# Text provided
********

To Reverend Andrew Wilkes, inequality is a dire and immoral injustice. The pastor and political scientist spends every Sunday considering how to build a more equitable economy with his congregation, called the Double Love Experience, in Brooklyn, New York.


“From unemployment to healthcare outcomes, virtually every issue hit poor folks the hardest,” he explains. By consequence, pastors like him have more prayers to shepherd, more funerals to perform, more concern to ease: “not because it’s God’s will or because fate declared it, but because identifiable policy choices – fiscal and monetary policy – have created burdens on people that should be lifted.”


The lapse of pandemic-era protections on housing and paychecks, the unrealized necessity of universal healthcare, the prohibitive costs of higher education, and the destruction of voting rights and our environment are all inequality-preserving choices, ones that “haunt the lives of folk who are of faith.”


A similar cause for mourning? The pandemic’s unconscionable inflation of billionaires’ net worth – which Inequality.org reports has surged by nearly $2 trillion in the last two years. Our richest are “not only purchasing jets and spaceships,” Reverend Wilkes emphasizes. They’re purchasing and capturing our government, which “shrinks the scope of participatory democracy and our autonomy.” In simpler words: “It’s not okay.”


Enter the visionary Third Reconstruction Agenda and multiracial coalition of the Poor People’s Campaign, dedicated to asserting the reality faced by 140 million poor and low-wealth Americans – and their right to dignified life.

********

# Questions
• 1. Answer these questions from the text about Reverend Andrew Wilkes:
(a) What is the name of his congregation, and where is it?
(b) According to Inequality.org, by how much has billionaires' net worth surged in the last two years?
(c) How many poor and low-wealth Americans does the Poor People's Campaign focus on?
• 2. Retype the part of the text about Reverend Wilkes that starts at "To Reverend Andrew" and ends at "Brooklyn, New York.".

# Stored data
********

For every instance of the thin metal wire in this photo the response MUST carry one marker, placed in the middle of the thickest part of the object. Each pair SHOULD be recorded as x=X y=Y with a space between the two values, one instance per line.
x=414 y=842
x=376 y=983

********

# Response list
• 1.
(a) The Double Love Experience, in Brooklyn, New York.
(b) By nearly $2 trillion.
(c) 140 million.

• 2.
To Reverend Andrew Wilkes, inequality is a dire and immoral injustice. The pastor and political scientist spends every Sunday considering how to build a more equitable economy with his congregation, called the Double Love Experience, in Brooklyn, New York.